YOUR INSTRUCTIONS. Print all entries word for word.

DATA SUPPLIED.

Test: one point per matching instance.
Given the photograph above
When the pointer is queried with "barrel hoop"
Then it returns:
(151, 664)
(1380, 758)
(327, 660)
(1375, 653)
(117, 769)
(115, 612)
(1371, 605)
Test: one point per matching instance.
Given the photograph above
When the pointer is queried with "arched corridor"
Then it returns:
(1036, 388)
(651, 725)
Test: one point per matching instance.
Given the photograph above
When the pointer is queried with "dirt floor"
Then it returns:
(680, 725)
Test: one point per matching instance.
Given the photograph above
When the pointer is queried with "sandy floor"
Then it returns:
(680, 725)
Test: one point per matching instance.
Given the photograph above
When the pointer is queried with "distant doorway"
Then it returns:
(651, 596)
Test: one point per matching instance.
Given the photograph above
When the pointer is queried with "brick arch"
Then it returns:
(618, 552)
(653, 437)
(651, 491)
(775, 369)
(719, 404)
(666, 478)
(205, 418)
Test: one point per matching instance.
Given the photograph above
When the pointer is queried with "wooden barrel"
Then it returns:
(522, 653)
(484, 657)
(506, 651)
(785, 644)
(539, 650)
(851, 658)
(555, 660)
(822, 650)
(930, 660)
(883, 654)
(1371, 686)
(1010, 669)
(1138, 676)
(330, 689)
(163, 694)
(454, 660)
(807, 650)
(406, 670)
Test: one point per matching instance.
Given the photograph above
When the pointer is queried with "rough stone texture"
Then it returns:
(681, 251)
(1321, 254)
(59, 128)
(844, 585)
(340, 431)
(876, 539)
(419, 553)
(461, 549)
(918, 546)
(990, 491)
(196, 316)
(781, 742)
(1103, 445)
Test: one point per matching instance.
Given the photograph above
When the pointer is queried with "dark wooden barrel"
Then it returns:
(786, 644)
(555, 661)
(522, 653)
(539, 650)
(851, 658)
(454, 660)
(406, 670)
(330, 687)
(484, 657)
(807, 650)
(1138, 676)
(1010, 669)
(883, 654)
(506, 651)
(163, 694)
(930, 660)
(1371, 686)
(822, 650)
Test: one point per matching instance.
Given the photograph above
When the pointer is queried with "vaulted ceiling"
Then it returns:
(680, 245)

PROBLEM SOLUTION.
Test: one point per matching instance.
Given the photograph above
When the pointer is queried with "barrel hoop"
Then it returns:
(151, 664)
(1380, 758)
(327, 660)
(1375, 653)
(117, 769)
(115, 612)
(1371, 605)
Test: one point per matching instance.
Given the photograph above
When the pointer is queried with "arched corridor"
Then it returns:
(1036, 388)
(651, 725)
Test: one point per matching instance.
Given the photograph above
When the pointer is queried with "dirt floor"
Then it returns:
(680, 725)
Test: one point per matching instance.
Given the photograph above
When the pointer is queried with "sandy floor"
Then it returns:
(680, 725)
Test: one point per matching instance.
Given the photograph above
When the pointer is queried with "distant doorway"
Then it returns:
(651, 596)
Test: one point per matching instance.
Given the photograph above
When the pointer is queried with "brick arch"
Then it returns:
(618, 552)
(653, 437)
(651, 491)
(775, 369)
(719, 404)
(666, 478)
(205, 418)
Test: one point per matching instance.
Given the photograph above
When the pointer is queried with "wooden barrel"
Then it returns:
(522, 653)
(484, 657)
(506, 651)
(785, 644)
(539, 650)
(851, 658)
(555, 660)
(822, 650)
(930, 660)
(883, 654)
(1371, 686)
(1010, 669)
(1138, 676)
(330, 689)
(163, 694)
(454, 660)
(807, 650)
(406, 670)
Test: one point per matching instance.
Given the photograph above
When the pointer is queried with "rough stone texture"
Then it returns:
(681, 251)
(1321, 254)
(59, 128)
(844, 585)
(340, 431)
(876, 539)
(419, 553)
(461, 549)
(918, 546)
(990, 491)
(196, 316)
(781, 742)
(1103, 445)
Test: one point per matching instance.
Given the photograph above
When the pointer is queried with "dark wooden barrel"
Then it returns:
(786, 644)
(555, 661)
(522, 653)
(539, 650)
(851, 658)
(454, 660)
(406, 670)
(330, 687)
(484, 657)
(807, 650)
(1138, 676)
(1010, 669)
(883, 654)
(506, 651)
(163, 694)
(930, 660)
(1371, 686)
(822, 650)
Test: one point per matching instance.
Given the photograph above
When the pointer is queried with "vaulted ceiling"
Then it returns:
(680, 245)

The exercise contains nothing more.